Most of the electric fields generated by the intraoral dipoles are dissipated within the isolating cover and the surrounding tissue. Even if the total power delivered to the coil is low due to the high filling ratio and the choice of the pulse sequence, local E field hot spots might be formed within the mouth, which could lead to unwanted local heating when RF pulses with high peak power are used. High local SAR was observed at the input port of the loop and at the end of the dipole arms as shown in the preliminary SAR simulation results for the loop and dipole models used in the volunteer measurements (Supporting Information Fig. S11). SAR efficiency of the dipole is therefore decreasing towards the end of the dipole arms (Supporting Information Fig. S12). The simulations performed using the Duke anatomical model also revealed similar distribution of power deposition in the tissue.

High-intensity E fields are observed close to the conducting surfaces and capacitors. Although no temperature increase was observed during the MRI measurements in this study, temperature measurements must be performed at these potential hot spots, and, additionally, the design must be locally changed to minimize direct tissue contact before translating this technology to a clinical study. The thickness and material properties of the isolation layer can be optimized to reduce local SAR. E fields around the capacitors and the feed ports can be reduced either by keeping the tissue away from hotspots, or shielding the feed port similar to an embedded coplanar strip line design, which would keep the E fields within the parallel ground planes. Especially for high power demanding sequences, the SAR distribution needs to be optimized. A limitation of this study is that we evaluated only the sensitivity profile of the dipole by simulating dipoles with different lengths of high-ε_r caps. In future studies, the power deposition should be optimized in parallel, to avoid hotspots. A more comprehensive RF safety analysis including thermal simulations with different computational human models and temperature measurements is beyond scope of this manuscript but needs to be performed before intraoral loop coil and dipole antennae can be used in a larger patient population.

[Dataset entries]
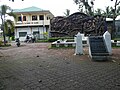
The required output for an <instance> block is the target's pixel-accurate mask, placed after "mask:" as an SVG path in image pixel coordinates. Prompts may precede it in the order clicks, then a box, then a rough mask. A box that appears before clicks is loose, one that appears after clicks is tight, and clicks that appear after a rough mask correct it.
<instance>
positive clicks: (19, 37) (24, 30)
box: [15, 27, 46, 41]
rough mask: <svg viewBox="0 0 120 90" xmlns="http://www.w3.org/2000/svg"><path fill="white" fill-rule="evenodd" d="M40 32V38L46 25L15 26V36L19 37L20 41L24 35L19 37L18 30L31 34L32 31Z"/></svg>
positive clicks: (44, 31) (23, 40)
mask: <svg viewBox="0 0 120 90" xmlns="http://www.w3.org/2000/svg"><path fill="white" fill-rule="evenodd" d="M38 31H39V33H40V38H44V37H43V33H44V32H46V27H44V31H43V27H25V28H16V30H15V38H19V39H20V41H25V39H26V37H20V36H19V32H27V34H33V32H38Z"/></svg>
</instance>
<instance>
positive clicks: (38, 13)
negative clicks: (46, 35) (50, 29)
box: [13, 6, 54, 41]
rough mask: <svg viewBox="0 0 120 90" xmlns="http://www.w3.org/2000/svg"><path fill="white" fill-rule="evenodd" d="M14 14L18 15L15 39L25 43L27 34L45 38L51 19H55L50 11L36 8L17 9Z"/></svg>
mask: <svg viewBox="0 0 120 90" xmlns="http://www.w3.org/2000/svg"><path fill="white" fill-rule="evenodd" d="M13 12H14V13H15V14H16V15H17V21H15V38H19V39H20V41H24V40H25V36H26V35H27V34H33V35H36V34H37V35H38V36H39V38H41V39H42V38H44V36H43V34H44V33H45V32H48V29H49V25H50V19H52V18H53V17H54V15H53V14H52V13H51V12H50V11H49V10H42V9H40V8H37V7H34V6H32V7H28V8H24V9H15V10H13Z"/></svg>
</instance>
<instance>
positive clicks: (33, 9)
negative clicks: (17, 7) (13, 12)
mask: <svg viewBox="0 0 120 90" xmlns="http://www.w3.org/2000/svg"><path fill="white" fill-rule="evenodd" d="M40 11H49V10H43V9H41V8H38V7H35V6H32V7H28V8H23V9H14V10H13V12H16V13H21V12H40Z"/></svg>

> **Things to do**
A - Rewrite the part of the SAR discussion between "Most of the" and "in the tissue.", inclusive, putting "insulating cover" in place of "isolating cover".
B - Answer these questions from the SAR discussion:
(i) At which two locations was high local SAR observed?
(ii) Which anatomical model was used in the simulations that showed a similar distribution of power deposition?
(iii) Which two aspects of the isolation layer can be optimized to reduce local SAR?
C - In the SAR discussion, explain why shielding the feed port would reduce the E fields around it.
The records have no connection to the text.

> **Results of the tasks**
A -
Most of the electric fields generated by the intraoral dipoles are dissipated within the insulating cover and the surrounding tissue. Even if the total power delivered to the coil is low due to the high filling ratio and the choice of the pulse sequence, local E field hot spots might be formed within the mouth, which could lead to unwanted local heating when RF pulses with high peak power are used. High local SAR was observed at the input port of the loop and at the end of the dipole arms as shown in the preliminary SAR simulation results for the loop and dipole models used in the volunteer measurements (Supporting Information Fig. S11). SAR efficiency of the dipole is therefore decreasing towards the end of the dipole arms (Supporting Information Fig. S12). The simulations performed using the Duke anatomical model also revealed similar distribution of power deposition in the tissue.

B -
(i) At the input port of the loop and at the end of the dipole arms.
(ii) The Duke anatomical model.
(iii) Its thickness and its material properties.

C - Shielding the feed port in a way similar to an embedded coplanar strip line design would keep the E fields within the parallel ground planes.